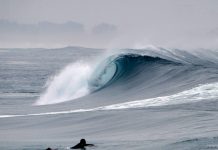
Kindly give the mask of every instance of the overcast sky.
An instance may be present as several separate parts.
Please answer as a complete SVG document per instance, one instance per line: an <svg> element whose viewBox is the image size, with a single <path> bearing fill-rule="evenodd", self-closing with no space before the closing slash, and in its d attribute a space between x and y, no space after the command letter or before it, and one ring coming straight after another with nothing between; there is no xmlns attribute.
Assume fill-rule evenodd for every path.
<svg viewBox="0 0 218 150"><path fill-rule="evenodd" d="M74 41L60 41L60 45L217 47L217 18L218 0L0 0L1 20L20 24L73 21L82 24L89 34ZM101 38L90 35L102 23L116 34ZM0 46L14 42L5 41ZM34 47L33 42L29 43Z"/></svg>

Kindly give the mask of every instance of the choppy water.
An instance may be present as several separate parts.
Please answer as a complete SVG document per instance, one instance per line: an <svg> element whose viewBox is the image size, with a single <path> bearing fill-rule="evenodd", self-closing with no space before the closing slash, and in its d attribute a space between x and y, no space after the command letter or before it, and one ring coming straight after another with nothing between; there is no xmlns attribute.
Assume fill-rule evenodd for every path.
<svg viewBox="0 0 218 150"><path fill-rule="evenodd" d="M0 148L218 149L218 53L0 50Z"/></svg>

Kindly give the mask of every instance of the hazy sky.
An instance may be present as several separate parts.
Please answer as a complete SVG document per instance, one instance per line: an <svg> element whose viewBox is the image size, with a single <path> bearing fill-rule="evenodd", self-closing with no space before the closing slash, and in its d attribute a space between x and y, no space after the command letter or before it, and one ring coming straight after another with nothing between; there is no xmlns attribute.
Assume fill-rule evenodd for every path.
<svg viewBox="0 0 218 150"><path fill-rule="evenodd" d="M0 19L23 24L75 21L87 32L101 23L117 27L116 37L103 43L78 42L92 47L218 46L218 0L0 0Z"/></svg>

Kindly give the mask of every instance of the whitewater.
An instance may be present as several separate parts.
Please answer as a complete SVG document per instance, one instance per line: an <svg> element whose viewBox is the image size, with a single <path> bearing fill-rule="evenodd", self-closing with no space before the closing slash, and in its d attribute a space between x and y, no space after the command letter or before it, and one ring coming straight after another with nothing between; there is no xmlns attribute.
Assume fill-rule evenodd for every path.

===

> **Aim**: Copy out all of the material above, keeping every line as it is, and omit the pictures.

> **Solution to the problem**:
Kindly give the mask of every instance of the overcast sky.
An instance may be present as several separate parts.
Please answer as a complete SVG document per instance, one instance per line: an <svg> element whose viewBox is the image size, with a single <path> bearing fill-rule="evenodd", self-closing with no space before the closing slash, and in its d attribute a space between x and y, no space after the command letter or before it, and one ring coming straight after another with nothing between; there is no xmlns attribute.
Assume fill-rule evenodd for every path.
<svg viewBox="0 0 218 150"><path fill-rule="evenodd" d="M74 41L60 41L60 45L217 47L217 18L218 0L0 0L1 20L20 24L73 21L82 24L89 34ZM101 38L90 35L102 23L116 34ZM0 46L14 42L5 41ZM34 47L33 42L29 43Z"/></svg>

Kindly give the mask of every instance of the choppy water.
An instance may be present as several separate parts.
Please answer as a complete SVG document per instance, one instance per line: an <svg> element whose viewBox is the image size, with a single <path> bearing fill-rule="evenodd", self-closing with no space before the closing slash, and in its d attribute a space between x and y, no space after the command letter or before it, and one ring coming straight after another with nothing between; there is no xmlns attribute.
Assume fill-rule evenodd for every path.
<svg viewBox="0 0 218 150"><path fill-rule="evenodd" d="M0 148L218 149L218 53L0 50Z"/></svg>

Kindly give the mask of every instance of the hazy sky.
An instance may be present as several separate parts.
Please answer as a complete SVG document per instance, one instance per line: an <svg> element whose viewBox is the image size, with a single <path> bearing fill-rule="evenodd", self-closing with no space before the closing slash, and in its d attribute a space between x and y, no space after the command letter or before it, and one ring coming straight after another with nothing between; there is no xmlns attribute.
Assume fill-rule evenodd for every path.
<svg viewBox="0 0 218 150"><path fill-rule="evenodd" d="M0 19L23 24L75 21L87 32L101 23L117 27L116 37L103 43L78 42L92 47L218 46L218 0L0 0Z"/></svg>

Kindly give the mask of every instance of the whitewater.
An instance may be present as several separate parts.
Please answer as a complete SVG document per instance, one instance per line: an <svg> element whose viewBox is the image size, with a single <path> bearing fill-rule="evenodd", self-closing with no space before the closing slash, and in its d attribute a space between x and y, no space after the command letter or before it, and one ring coming straight after another with nothing between; there is no xmlns attribute.
Assume fill-rule evenodd for every path.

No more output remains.